◆ Passage to read:

Constituency of the State Duma of the Russian Federation

The Kursk constituency (No.109 (Note: No.98 in 1993-1995, No.96 in 1995-2003, No.97 in 2003-2007)) is a Russian legislative constituency in Kursk Oblast. The constituency covers part of Kursk and north-western Kursk Oblast.

The constituency has been vacant since June 16, 2026, following the resignation of first-term United Russia deputy Yekaterina Kharchenko, who was appointed acting rector of Kursk State University.

==Boundaries==
1993–2007: Cheremisinovsky District, Gorshechensky District, Kastorensky District, Kursk, Kursky District, Manturovsky District, Shchigrovsky District, Shchigry, Solntsevsky District, Sovetsky District, Timsky District

The constituency covered eastern Kursk Oblast as well as oblast capital Kursk and the city of Shchigry.

2016–2026: Dmitriyevsky District, Fatezhsky District, Khomutovsky District, Konyshyovsky District, Kurchatov, Kurchatovsky District, Kursk (Tsentralny), Kursky District (Brezhnevsky, Kamyshinsky, Mokovsky, Nizhnemedveditsky, Nozdrachevsky, Pashkovsky, Polyansky, Schchetinsky, Vinnikovsky), Lgov, Lgovsky District, Oktyabrsky District, Ponyrovsky District, Zheleznogorsk, Zheleznogorsky District, Zolotukhinsky District

The constituency was re-created for the 2016 election and retained only Tsentralny city district of Kursk and its north-western and northern suburbs, losing the rest of its former territory to new Seimsky constituency. This seat instead gained north-western Kursk Oblast from the former Lgov constituency.

Since 2026: Dmitriyevsky District, Fatezhsky District, Khomutovsky District, Konyshyovsky District, Kurchatov, Kurchatovsky District, Kursk (Tsentralny), Kursky District (Besedinsky, Brezhnevsky, Kamyshinsky, Mokovsky, Nizhnemedveditsky, Nozdrachevsky, Pashkovsky, Polyansky, Shchetinsky, Vinnikovsky), Lgov, Lgovsky District, Ponyrovsky District, Zheleznogorsk, Zheleznogorsky District, Zolotukhinsky District

After 2025 redistricting the constituency saw minor changes, swapping Oktyabrsky District for Kursk eastern suburbs with Seimsky constituency.

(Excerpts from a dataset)

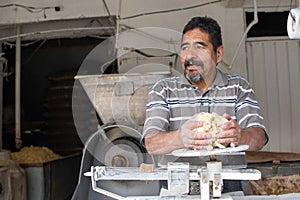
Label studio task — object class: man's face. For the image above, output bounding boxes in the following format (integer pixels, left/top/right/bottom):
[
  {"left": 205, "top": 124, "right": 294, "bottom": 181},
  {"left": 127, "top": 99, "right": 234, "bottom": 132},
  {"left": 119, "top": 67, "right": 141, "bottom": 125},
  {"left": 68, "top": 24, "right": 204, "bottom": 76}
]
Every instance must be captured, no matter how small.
[{"left": 180, "top": 28, "right": 223, "bottom": 83}]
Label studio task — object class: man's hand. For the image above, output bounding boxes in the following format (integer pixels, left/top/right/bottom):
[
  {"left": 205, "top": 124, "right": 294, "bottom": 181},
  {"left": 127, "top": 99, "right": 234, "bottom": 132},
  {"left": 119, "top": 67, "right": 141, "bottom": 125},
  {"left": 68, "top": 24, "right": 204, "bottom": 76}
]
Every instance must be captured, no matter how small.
[
  {"left": 178, "top": 114, "right": 212, "bottom": 150},
  {"left": 217, "top": 114, "right": 242, "bottom": 147}
]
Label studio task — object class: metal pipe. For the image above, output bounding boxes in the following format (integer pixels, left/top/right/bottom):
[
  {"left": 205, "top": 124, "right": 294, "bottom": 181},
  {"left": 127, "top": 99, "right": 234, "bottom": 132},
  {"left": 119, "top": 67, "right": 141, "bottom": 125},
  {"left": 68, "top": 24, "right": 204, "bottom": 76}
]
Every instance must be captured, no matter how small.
[
  {"left": 0, "top": 27, "right": 112, "bottom": 41},
  {"left": 0, "top": 48, "right": 4, "bottom": 151},
  {"left": 228, "top": 0, "right": 258, "bottom": 69},
  {"left": 15, "top": 26, "right": 22, "bottom": 149}
]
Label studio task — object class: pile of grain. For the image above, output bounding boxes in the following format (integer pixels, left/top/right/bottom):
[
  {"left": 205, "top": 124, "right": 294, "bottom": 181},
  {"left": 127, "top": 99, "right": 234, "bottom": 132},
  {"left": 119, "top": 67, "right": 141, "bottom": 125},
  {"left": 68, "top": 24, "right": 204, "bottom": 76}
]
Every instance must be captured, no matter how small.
[{"left": 11, "top": 146, "right": 61, "bottom": 164}]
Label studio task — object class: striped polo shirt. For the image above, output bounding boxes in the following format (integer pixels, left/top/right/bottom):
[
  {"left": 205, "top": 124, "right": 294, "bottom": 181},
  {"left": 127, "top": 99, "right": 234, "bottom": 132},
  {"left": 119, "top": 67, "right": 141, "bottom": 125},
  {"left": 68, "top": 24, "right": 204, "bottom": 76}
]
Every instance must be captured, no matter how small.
[{"left": 143, "top": 69, "right": 268, "bottom": 142}]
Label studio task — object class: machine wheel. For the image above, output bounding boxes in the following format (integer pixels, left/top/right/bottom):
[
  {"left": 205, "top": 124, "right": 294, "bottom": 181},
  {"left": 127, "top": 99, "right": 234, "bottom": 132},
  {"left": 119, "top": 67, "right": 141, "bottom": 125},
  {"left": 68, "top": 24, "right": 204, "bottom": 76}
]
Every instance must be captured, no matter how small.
[{"left": 101, "top": 127, "right": 145, "bottom": 167}]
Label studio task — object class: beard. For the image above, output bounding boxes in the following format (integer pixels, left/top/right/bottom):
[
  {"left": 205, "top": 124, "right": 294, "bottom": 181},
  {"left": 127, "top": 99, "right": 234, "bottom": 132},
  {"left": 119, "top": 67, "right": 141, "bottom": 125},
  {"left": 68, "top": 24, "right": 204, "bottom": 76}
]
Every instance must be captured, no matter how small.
[
  {"left": 184, "top": 70, "right": 204, "bottom": 83},
  {"left": 184, "top": 58, "right": 204, "bottom": 83}
]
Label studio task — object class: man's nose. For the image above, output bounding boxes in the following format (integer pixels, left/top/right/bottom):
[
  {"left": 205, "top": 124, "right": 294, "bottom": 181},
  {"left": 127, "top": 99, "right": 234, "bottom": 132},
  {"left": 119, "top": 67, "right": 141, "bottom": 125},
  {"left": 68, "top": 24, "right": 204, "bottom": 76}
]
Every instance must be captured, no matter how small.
[{"left": 185, "top": 47, "right": 197, "bottom": 59}]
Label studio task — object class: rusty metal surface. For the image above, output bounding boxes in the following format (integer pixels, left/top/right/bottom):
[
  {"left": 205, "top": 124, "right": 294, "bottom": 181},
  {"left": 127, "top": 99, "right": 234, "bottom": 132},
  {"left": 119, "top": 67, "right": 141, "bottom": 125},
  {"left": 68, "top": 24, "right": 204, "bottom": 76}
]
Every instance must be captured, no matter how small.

◆ Exercise instructions: From the text about the Kursk constituency, extract the portion from "Constituency of the" up to and including "north-western Kursk Oblast.". This data has no connection to the text about the Kursk constituency.

◆ Written solution:
Constituency of the State Duma of the Russian Federation

The Kursk constituency (No.109 (Note: No.98 in 1993-1995, No.96 in 1995-2003, No.97 in 2003-2007)) is a Russian legislative constituency in Kursk Oblast. The constituency covers part of Kursk and north-western Kursk Oblast.